### Direction A
Copy the part of the listing that opens with the line containing "walkway, shaped like this sample" and runs to the end of the listing, keeping every line unchanged.

### Reading text
===

From Kilkenny to Waterford, via Oslo. It sounds like a pretty lengthy detour, but Peter Higgins took the road less travelled before deciding where he would pitch up for the new season of the Airtricity League.
The Kilkenny midfielder travelled to Norway recently as part of the PFAI (Professional Footballers' Association of Ireland) team that took on Scandinavian opposition. The Irish were part of a four-team FIFPro tournament, along with Sweden, Norway and Finland, designed to help soccer players earn new deals for the forthcoming season, whether at home or abroad.
Higgins was part of the Waterford United team that narrowly missed out on promotion to the Premier Division last season. Although he played for a club just down the road, the prospect of playing so far from home was nothing new to him. After all, he had spent four years playing in the US while on a sports scholarship.
"What the PFAI have done in organising the team for Oslo has been brilliant," he said.
"The training under Pat Scully was top notch, while the trip away was a great experience. It was well worth doing - it was a massive help to players. You're getting the chance to play, to test yourself against teams from other countries - the Swedish team we played against were a really good side. Technically, they were excellent and they were all in great shape. I hadn't played a game for months, so to even get so much playing time under my belt in Oslo was good as it helped to keep me ticking over."
The Scandinavians take this tournament seriously. The Swedish team was coached by Jesper Blomqvist, a former Champions League winner with Manchester United, and ex-Celtic player Vidar Riseth, while ex-Leeds United player Eirik Bakke helped to train the Norwegian side.
"They had been training for two to three months for this tournament," Higgins said of the opposition. "We came in for about six weeks of work, but they take it very seriously over there. There were some top players on show during the games."
Like people in other walks of life, work was the main reason Higgins took the chance on the Oslo trip. Club finances being as precarious as they are, he was one of a number of players who were left facing the unknown after Waterford's failure to win promotion to the top flight.

===

### Material shown
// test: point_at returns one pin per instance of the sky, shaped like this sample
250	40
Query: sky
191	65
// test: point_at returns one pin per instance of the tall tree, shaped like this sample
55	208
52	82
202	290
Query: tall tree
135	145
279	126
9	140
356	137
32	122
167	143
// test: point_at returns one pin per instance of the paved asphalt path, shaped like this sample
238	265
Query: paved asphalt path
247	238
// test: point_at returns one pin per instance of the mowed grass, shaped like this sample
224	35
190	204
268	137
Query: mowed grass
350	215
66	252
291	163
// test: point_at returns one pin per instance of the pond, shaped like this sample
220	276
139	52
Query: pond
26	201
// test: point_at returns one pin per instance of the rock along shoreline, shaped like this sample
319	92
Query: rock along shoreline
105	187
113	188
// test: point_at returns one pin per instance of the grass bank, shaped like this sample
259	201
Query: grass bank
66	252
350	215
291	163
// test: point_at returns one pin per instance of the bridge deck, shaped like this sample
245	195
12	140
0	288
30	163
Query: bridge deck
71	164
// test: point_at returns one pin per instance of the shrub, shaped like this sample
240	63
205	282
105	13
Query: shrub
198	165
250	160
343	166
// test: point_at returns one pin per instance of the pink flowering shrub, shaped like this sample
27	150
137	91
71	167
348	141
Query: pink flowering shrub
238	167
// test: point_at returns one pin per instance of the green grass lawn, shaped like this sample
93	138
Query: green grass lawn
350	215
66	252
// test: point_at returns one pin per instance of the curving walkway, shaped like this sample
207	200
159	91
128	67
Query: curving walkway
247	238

===

### Direction B
Decide whether each statement agrees with the article on Peter Higgins, answering yes or no and quoting the words of the article that settle it: (i) Higgins played in the US for four years on a sports scholarship. (ii) Jesper Blomqvist coached the Norwegian team. (iii) The Irish team trained for two to three months before the tournament.

### Finished answer A
// test: point_at returns one pin per instance of the curving walkway, shaped like this sample
207	200
159	91
128	67
Query: curving walkway
247	238

### Finished answer B
(i) Yes: "he had spent four years playing in the US while on a sports scholarship"
(ii) No: "The Swedish team was coached by Jesper Blomqvist"
(iii) No: "We came in for about six weeks of work"